(EXERCISE) Convert every line of the records below into a Markdown table with two columns, Row and Line, numbering the rows in order and leaving out any blank lines.

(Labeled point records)
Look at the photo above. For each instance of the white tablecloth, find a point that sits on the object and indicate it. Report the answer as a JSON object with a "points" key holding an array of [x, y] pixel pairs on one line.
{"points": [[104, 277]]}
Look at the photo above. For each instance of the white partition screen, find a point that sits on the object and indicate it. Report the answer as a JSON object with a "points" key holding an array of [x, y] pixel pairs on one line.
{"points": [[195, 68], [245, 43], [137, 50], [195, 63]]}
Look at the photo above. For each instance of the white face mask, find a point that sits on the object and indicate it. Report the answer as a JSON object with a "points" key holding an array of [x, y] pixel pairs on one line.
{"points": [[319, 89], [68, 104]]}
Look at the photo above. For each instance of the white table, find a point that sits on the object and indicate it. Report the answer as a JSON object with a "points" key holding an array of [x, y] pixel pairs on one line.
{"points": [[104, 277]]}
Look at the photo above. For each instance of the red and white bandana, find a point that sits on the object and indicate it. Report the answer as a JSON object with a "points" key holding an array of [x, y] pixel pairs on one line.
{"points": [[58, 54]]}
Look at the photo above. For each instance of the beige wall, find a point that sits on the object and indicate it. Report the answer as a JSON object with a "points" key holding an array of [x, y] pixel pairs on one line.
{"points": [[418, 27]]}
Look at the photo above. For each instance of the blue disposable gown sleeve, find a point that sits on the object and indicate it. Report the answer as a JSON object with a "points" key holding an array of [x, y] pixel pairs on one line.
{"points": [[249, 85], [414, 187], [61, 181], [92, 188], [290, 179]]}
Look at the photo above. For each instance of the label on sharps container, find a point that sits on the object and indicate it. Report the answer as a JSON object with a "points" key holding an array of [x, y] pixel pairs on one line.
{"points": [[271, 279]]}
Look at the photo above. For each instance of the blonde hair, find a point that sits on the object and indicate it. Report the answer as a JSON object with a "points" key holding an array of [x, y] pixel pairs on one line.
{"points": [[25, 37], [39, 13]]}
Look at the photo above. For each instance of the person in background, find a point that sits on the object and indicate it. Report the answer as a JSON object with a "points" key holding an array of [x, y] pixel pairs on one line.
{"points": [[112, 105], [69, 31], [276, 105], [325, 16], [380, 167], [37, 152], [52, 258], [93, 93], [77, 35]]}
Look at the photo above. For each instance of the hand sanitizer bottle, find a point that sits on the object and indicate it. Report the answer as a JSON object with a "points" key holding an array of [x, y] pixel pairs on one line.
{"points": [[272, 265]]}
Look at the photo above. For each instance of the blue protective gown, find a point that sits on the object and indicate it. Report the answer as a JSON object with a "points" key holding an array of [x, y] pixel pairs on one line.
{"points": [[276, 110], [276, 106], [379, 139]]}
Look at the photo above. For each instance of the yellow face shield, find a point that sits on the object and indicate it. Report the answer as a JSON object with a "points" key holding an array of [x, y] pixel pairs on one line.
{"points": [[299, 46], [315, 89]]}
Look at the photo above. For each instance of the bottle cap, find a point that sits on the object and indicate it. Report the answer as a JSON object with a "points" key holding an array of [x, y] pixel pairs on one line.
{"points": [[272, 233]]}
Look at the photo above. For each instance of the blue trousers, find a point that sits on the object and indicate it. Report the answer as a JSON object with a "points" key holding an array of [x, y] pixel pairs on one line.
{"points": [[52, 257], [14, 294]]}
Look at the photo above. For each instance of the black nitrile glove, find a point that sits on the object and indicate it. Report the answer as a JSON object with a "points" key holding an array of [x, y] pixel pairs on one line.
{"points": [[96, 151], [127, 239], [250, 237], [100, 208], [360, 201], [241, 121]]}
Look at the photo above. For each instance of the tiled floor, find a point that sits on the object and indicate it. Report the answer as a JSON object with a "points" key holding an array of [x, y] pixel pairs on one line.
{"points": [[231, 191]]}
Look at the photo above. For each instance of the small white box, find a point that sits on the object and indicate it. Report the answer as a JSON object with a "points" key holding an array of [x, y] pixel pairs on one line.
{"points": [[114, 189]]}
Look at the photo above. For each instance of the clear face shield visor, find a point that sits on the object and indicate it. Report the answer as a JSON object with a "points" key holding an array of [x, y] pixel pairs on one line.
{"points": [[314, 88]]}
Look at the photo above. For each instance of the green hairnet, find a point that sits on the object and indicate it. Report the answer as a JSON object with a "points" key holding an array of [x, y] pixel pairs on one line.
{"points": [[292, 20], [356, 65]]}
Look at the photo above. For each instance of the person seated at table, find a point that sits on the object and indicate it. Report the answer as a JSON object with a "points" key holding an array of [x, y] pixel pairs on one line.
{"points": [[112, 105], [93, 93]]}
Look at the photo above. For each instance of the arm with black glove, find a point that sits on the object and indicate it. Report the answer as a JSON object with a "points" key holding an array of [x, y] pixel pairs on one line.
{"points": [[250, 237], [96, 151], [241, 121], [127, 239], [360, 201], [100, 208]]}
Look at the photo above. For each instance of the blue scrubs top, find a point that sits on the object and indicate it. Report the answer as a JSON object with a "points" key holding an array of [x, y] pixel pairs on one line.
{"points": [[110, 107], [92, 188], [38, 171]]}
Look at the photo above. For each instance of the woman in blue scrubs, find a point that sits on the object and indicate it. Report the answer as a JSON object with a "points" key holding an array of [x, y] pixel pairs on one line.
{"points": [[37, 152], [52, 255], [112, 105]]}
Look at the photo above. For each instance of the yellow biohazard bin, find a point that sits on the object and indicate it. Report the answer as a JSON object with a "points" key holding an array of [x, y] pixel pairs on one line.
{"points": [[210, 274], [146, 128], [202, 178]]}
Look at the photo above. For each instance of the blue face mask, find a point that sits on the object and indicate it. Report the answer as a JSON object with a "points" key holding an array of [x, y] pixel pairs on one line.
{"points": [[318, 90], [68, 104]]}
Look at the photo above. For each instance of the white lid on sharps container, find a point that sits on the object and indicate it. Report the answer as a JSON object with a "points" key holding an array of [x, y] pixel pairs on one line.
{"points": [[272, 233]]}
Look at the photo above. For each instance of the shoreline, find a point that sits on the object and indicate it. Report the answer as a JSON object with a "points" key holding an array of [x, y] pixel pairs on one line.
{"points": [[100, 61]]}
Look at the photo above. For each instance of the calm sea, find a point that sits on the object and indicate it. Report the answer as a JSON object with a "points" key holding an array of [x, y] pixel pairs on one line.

(RESULT FOR THIS TASK)
| Row | Line |
|---|---|
| 1 | Look at the photo above. For each instance of the white tablecloth, find a point that sits on the object and indicate it. Report the answer as a JSON object with a "points" key holding an array of [x, y] pixel pairs on one line. |
| 2 | {"points": [[104, 277]]} |
| 3 | Look at the photo above. For each instance of the white partition screen, find a point that sits on the object and indicate it. Report the answer as a JSON object with a "points" key holding an array of [x, y] pixel pairs on one line. |
| 4 | {"points": [[195, 68], [245, 43], [137, 50], [195, 63]]} |
| 5 | Look at the photo above. For each instance of the white face mask, find a point that sits on the object and indicate it. Report the answer as a JSON object with a "points" key holding an array of [x, y] pixel pairs on one line. |
| 6 | {"points": [[319, 89], [68, 104]]} |
| 7 | Look at the photo above. For each instance of the white table, find a point that sits on the object and indicate it. Report the answer as a JSON object with a "points" key holding an array of [x, y] pixel pairs on one line. |
| 8 | {"points": [[104, 277]]} |
| 9 | Look at the photo above. For each instance of the red and white bandana, find a point that sits on the object and indicate it. Report the answer as a JSON object with a "points" key holding an array of [x, y] pixel pairs on one line. |
| 10 | {"points": [[58, 54]]} |
| 11 | Look at the photo above. For each instance of the beige wall, find a point that sits on the object and indicate it. Report the answer as a JSON object with a "points" key holding an array of [x, y] pixel pairs on one line. |
| 12 | {"points": [[418, 27]]} |
| 13 | Look at the photo above. For each instance of the blue disposable gown sleeve, find a point that sits on the object and indicate it. Report the answer as a JSON object with a "points" key holding an array of [x, y] pixel pairs on one line. |
| 14 | {"points": [[249, 85], [414, 187], [61, 181], [92, 188], [290, 179]]} |
| 15 | Look at the photo above. For each instance of the label on sharps container, find a point that sits on the object and indicate it. Report the answer as a JSON object with a "points" key holding an array of [x, y] pixel pairs on one line. |
| 16 | {"points": [[271, 279]]} |
| 17 | Look at the photo above. For each instance of the blonde hair, find a point that sits on the object and indicate it. Report the answer as a JSON object with a "points" key holding an array of [x, y] pixel pairs on one line. |
| 18 | {"points": [[25, 37], [39, 13]]} |
| 19 | Look at the photo above. For each instance of the person in background, find a point that sits on the object and indicate it. Report the answer as a JSON object with a "points" key holding an array of [x, y] pixel pairs on one line. |
| 20 | {"points": [[112, 105], [69, 31], [276, 105], [325, 16], [380, 167], [37, 152], [52, 258], [93, 93], [77, 35]]} |
| 21 | Look at the photo above. For each instance of the hand sanitizer bottle, find a point that sits on the object and indicate it. Report the answer as a JSON object with a "points" key holding an array of [x, y] pixel pairs on one line. |
| 22 | {"points": [[272, 265]]} |
| 23 | Look at the photo above. For each instance of the blue protective gown, find a point that sits on the object and indicate it. Report the answer as a JSON object with a "points" key holding an array of [x, y] pixel pairs on one line. |
| 24 | {"points": [[276, 110], [276, 106], [379, 139]]} |
| 25 | Look at the photo above. For each instance of the yellow face shield, find a point that sits on the object and indicate it. Report the answer as a JSON object with a "points" key holding an array of [x, y] pixel pairs on one line. |
| 26 | {"points": [[299, 46], [315, 89]]} |
| 27 | Look at the photo above. For each instance of the bottle cap, find a point that sits on the object and indicate it. Report the answer as a JSON object with a "points" key holding an array of [x, y] pixel pairs on one line. |
| 28 | {"points": [[272, 233]]} |
| 29 | Look at the photo above. For each instance of the blue trousers, find a point that sits on the object and indicate it. Report the answer as a JSON object with a "points" key holding an array of [x, y] pixel pairs on one line. |
| 30 | {"points": [[52, 257], [14, 294]]} |
| 31 | Look at the photo above. For each instance of the black nitrile glove, find a point that sits on the object and indicate it. Report the answer as a JSON object with a "points" key holding an array of [x, y] pixel pairs on one line. |
| 32 | {"points": [[96, 151], [127, 239], [250, 237], [100, 208], [360, 201], [241, 121]]} |
| 33 | Look at the photo above. For each instance of the tiled floor, find a point that sits on the object and indicate it. Report the answer as a JSON object with a "points" key holding an array of [x, y] pixel pairs on one line. |
| 34 | {"points": [[231, 191]]} |
| 35 | Look at the photo above. For each instance of the small white box, find a point that sits on the object and indicate it. Report the answer as a JSON object with a "points" key holding an array of [x, y] pixel pairs on one line. |
| 36 | {"points": [[114, 189]]} |
| 37 | Look at the photo above. For each instance of the clear face shield visor, find a point that sits on the object and indicate it. Report the answer as a JSON object with a "points" key holding an array of [x, y] pixel pairs on one line. |
| 38 | {"points": [[314, 88]]} |
| 39 | Look at the photo above. For each instance of the green hairnet, find a point that sits on the object and indicate it. Report the answer as a JSON object with a "points" key holding an array of [x, y] pixel pairs on one line. |
| 40 | {"points": [[292, 20], [356, 65]]} |
| 41 | Look at the photo above. For each instance of the person seated at table, find a point that sits on the object and indicate it. Report the answer as a JSON object with a "points" key holding an array of [x, y] pixel pairs on one line. |
| 42 | {"points": [[112, 105], [93, 93]]} |
| 43 | Look at the photo above. For each instance of the arm with black glove, find a point that sits on the object and indicate it. Report the answer as a JSON object with a "points" key holding an array of [x, y] pixel pairs on one line. |
| 44 | {"points": [[250, 237], [96, 151], [241, 121], [127, 239], [360, 201], [100, 208]]} |
| 45 | Look at the photo above. For each instance of the blue scrubs top, find a point that sits on the object and indicate it. Report the answer as a JSON object with a "points" key holding an array of [x, y] pixel pairs on one line. |
| 46 | {"points": [[110, 107], [92, 188], [38, 171]]} |
| 47 | Look at the photo above. For each instance of the woman in blue scrubs, find a point that sits on the object and indicate it. Report the answer as a JSON object with a "points" key holding an array of [x, y] pixel pairs on one line. |
| 48 | {"points": [[37, 152], [52, 255], [112, 105]]} |
| 49 | Look at the photo above. For each instance of the yellow biohazard bin, find a point that sits on the object and indicate it. Report the answer as a JSON object with a "points" key holding an array of [x, y] pixel pairs on one line. |
| 50 | {"points": [[210, 274], [146, 128], [202, 178]]} |
| 51 | Look at the photo above. For each instance of the blue face mask, find a point that sits on the object and indicate it. Report the answer as a JSON object with a "points" key holding an array of [x, y] pixel pairs on one line. |
| 52 | {"points": [[318, 90], [68, 104]]} |
| 53 | Look at the photo above. For each instance of the white lid on sharps container, find a point that sits on the object and indicate it. Report the answer as a JSON object with a "points" key holding an array of [x, y] pixel pairs on one line. |
| 54 | {"points": [[272, 233]]} |
| 55 | Look at the photo above. For each instance of the shoreline, find a point that sits on the object and indicate it. Report the answer as a JSON object with a "points" key holding an array of [x, y] pixel pairs on one line. |
| 56 | {"points": [[100, 61]]} |
| 57 | Look at the photo above. For each instance of the calm sea, find a point that sits on the object and indicate it. Report the answer as a JSON object with a "points" key holding an array of [x, y] pixel pairs on one line. |